*Task details*: Please copy the items from the line with "If you could indicate the basketball net" up to and including the line with "point(222, 134)", requests included, and scale every coordinate in the answers by 1.35, rounding to whole numbers with halves rounded up. Leave the numbers in the requests and their sample points unchanged, and return only those lines.

*Recorded data*:
· · · · ·

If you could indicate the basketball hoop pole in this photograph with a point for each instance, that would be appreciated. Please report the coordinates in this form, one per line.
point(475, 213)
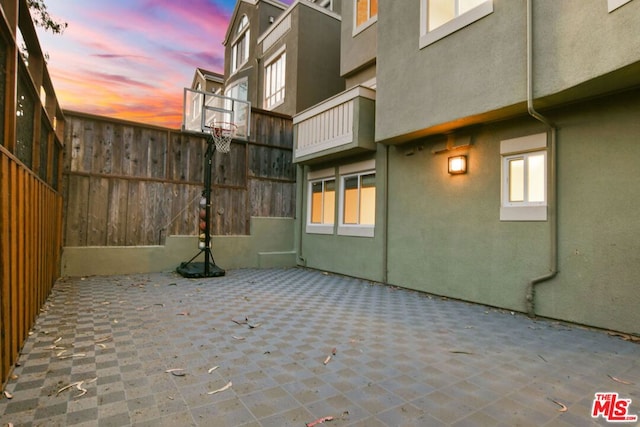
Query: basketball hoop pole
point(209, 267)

· · · · ·

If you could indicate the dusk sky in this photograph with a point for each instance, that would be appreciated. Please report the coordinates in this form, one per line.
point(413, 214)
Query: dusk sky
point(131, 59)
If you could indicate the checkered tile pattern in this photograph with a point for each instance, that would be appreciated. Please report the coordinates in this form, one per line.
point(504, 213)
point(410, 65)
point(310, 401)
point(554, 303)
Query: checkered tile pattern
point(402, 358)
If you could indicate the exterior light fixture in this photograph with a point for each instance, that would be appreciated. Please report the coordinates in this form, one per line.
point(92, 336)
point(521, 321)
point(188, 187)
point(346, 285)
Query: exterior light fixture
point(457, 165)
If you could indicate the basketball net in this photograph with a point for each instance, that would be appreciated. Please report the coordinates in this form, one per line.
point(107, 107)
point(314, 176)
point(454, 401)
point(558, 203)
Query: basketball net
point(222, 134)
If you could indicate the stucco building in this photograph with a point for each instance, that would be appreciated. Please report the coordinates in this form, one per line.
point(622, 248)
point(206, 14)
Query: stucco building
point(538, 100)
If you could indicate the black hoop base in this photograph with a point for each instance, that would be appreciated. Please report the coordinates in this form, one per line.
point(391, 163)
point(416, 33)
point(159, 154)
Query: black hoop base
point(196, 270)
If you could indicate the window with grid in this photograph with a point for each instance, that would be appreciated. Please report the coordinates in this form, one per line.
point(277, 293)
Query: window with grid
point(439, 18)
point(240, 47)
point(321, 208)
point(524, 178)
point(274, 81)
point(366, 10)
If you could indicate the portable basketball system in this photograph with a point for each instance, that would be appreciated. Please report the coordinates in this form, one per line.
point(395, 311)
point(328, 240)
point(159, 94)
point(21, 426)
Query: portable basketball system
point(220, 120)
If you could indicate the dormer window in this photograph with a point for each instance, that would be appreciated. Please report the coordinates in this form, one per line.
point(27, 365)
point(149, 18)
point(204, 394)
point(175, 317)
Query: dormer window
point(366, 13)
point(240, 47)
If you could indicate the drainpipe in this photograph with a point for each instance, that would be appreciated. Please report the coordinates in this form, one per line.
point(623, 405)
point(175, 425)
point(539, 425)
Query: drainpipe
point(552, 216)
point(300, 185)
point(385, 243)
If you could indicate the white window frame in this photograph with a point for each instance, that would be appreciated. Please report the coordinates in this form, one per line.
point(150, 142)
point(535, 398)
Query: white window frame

· · · · ·

*Task answer*:
If you could indicate the basketball net in this photograph with a point for each instance, that would be appreciated. Please report the coordinates in this form, one per line.
point(107, 107)
point(314, 176)
point(454, 401)
point(558, 203)
Query: basketball net
point(300, 181)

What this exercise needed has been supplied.